═════ Provided data
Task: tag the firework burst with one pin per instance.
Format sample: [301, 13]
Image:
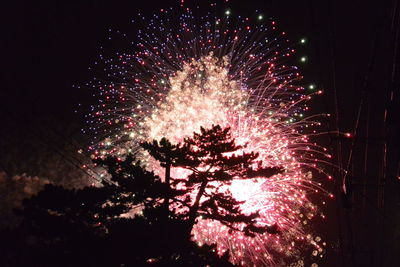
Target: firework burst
[203, 71]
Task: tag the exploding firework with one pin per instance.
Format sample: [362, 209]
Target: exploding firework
[202, 71]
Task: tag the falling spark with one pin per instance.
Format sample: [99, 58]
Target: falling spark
[204, 71]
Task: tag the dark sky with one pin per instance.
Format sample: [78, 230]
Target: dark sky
[49, 45]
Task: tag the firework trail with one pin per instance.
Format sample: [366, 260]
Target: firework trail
[205, 70]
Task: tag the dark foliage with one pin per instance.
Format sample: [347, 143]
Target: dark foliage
[66, 227]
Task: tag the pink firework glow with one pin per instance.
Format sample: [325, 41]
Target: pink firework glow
[201, 71]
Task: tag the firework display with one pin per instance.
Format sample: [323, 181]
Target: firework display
[189, 71]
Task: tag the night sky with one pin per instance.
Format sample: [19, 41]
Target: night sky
[48, 47]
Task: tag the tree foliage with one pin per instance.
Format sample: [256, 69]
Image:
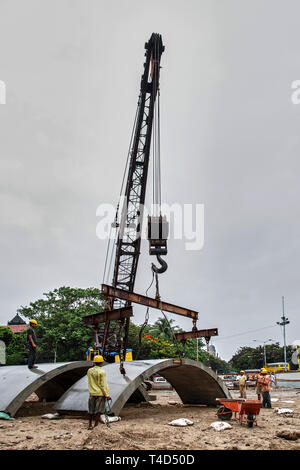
══════════
■ Task objective:
A faithful, word-for-word copy of the records above, pictures left out, is the answer.

■ Reply:
Task: tag the firework burst with one pin per instance.
Format sample: [301, 13]
Image:
Target: firework burst
[203, 71]
Task: tag the exploding firework with one pin per instance.
Format sample: [362, 209]
Target: exploding firework
[202, 71]
Task: tag the falling spark with one pin per instance.
Format sample: [99, 58]
Target: falling spark
[204, 71]
Task: tag the dark sky with one pin per instance.
Format sample: [78, 230]
Target: dark sky
[49, 45]
Task: tag the firework trail with one pin per instance.
Format sample: [366, 260]
Target: firework trail
[205, 70]
Task: tag the dark foliage with one pin per instance.
Format sample: [347, 143]
Target: dark foliage
[66, 227]
Task: tag the pink firework glow with one pin per instance.
Format sample: [325, 41]
Target: pink firework glow
[201, 71]
Task: tag the firework display with one pin per instance.
Format sample: [323, 181]
Target: firework display
[189, 71]
Task: tag the night sky with one pin per instance.
Format sample: [19, 41]
Target: night sky
[48, 47]
Task: tag the tree foliage with one pin per instance.
Format sample: [256, 69]
Image:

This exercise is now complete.